_Selected passage_
Welcome to Sigil2¶
Sigil2 is a framework for observing and analyzing applications.
Quickstart¶
This document will go through building and running Sigil2.
Building Sigil2¶
Note
The default compiler for CentOS 7 and older (gcc <5) does not support C++14. Install and enable the offical Devtoolset before compiling.
Clone and build Sigil2 from source:
$ git clone https://github.com/VANDAL/sigil2
$ cd sigil2
$ mkdir build && cd build
$ cmake{3} .. # CentOS 7 requires cmake3 package
$ make -j
This creates a build/bin
folder containing the sigil2 executable.
It can be run in place, or the entire bin
folder can be moved,
although it’s not advised to move it to a system location.
Running Sigil2¶
Sigil2 requires at least two arguments: the backend
analysis tool,
and the executable
application to measure:
$ bin/sigil2 --backend=stgen --executable=./mybinary
The backend
is the analysis tool that will process all the events
in mybinary
. In this example, stgen
is the backend that processes
events into a special event trace that is used in SynchroTrace.
More information on backends are in The Analysis Backend.
A third option frontend
will change the underlying method
for observing the application. By default, this is Valgrind:
$ bin/sigil2 --frontend=valgrind --backend=stgen --executable=./mybinary
Available frontends are discussed in The Profiling Frontend.
Dependencies¶
PACKAGE | VERSION |
---|---|
gcc/g++ | 5+ |
cmake | 3.1.3+ |
make | 3.8+ |
automake | 1.13+ |
autoconf | 2.69+ |
zlib | 1.27+ |
git | 1.8+ |
Overview¶
Sigil2 is a framework designed to help analyze the dynamic behavior of applications. We call this dynamic behavior, with its given inputs and state, the workload. Having this workload is very useful for debugging, performance profiling, and simulation on hardware. Sigil2 was born from the need to generate application traces for trace-driven simulation, so low-level, detailed traces are the primary use-case.
Workloads¶
One of the main goals behind Sigil2 is providing a straightforward interface to represent and analyze workloads. A workload can be represented in many ways, and each way has different requirements.
...you might represent a workload as a simple assembly instruction trace:
push %rbp
push %rbx
mov %rsi,%rbp
mov %edi,%ebx
sub $0x8,%rsp
callq 4377b0 <_Z17myfuncv>
callq 4261e0 <_ZN5myotherfunc>
mov %rbp,%rdx
mov %ebx,%esi
mov %rax,%rdi
callq 422460 <_ZN5GO>
add $0x8,%rsp
xor %eax,%eax
pop %rbx
pop %rbp
retq
...or you might represent a workload as a call graph:
...or you might represent a workload as a memory trace:
ADDR BYTES
0xdeadbeef 8
0x12345678 4
0x00000000 1
...

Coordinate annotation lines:
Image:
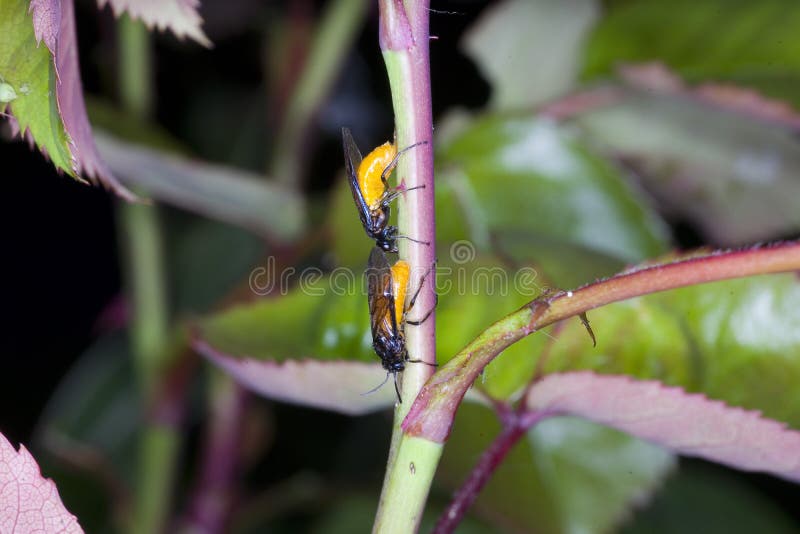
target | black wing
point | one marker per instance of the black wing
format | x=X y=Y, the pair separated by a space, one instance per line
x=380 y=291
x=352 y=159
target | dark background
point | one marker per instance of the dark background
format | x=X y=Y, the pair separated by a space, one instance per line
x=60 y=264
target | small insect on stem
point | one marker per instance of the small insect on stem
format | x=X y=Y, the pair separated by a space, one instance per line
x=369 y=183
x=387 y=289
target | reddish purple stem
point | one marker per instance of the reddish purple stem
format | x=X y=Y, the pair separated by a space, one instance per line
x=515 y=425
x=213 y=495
==
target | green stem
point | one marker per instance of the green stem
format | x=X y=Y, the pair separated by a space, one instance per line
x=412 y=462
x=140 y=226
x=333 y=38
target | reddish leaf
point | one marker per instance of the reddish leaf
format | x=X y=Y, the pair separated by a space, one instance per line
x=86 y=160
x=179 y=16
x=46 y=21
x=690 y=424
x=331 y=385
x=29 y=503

_Exercise requirements_
From the Sigil2 documentation page, return the passage from "Dependencies¶" up to and including "has different requirements.", copied word for word.

_Result for this task_
Dependencies¶
PACKAGE | VERSION |
---|---|
gcc/g++ | 5+ |
cmake | 3.1.3+ |
make | 3.8+ |
automake | 1.13+ |
autoconf | 2.69+ |
zlib | 1.27+ |
git | 1.8+ |
Overview¶
Sigil2 is a framework designed to help analyze the dynamic behavior of applications. We call this dynamic behavior, with its given inputs and state, the workload. Having this workload is very useful for debugging, performance profiling, and simulation on hardware. Sigil2 was born from the need to generate application traces for trace-driven simulation, so low-level, detailed traces are the primary use-case.
Workloads¶
One of the main goals behind Sigil2 is providing a straightforward interface to represent and analyze workloads. A workload can be represented in many ways, and each way has different requirements.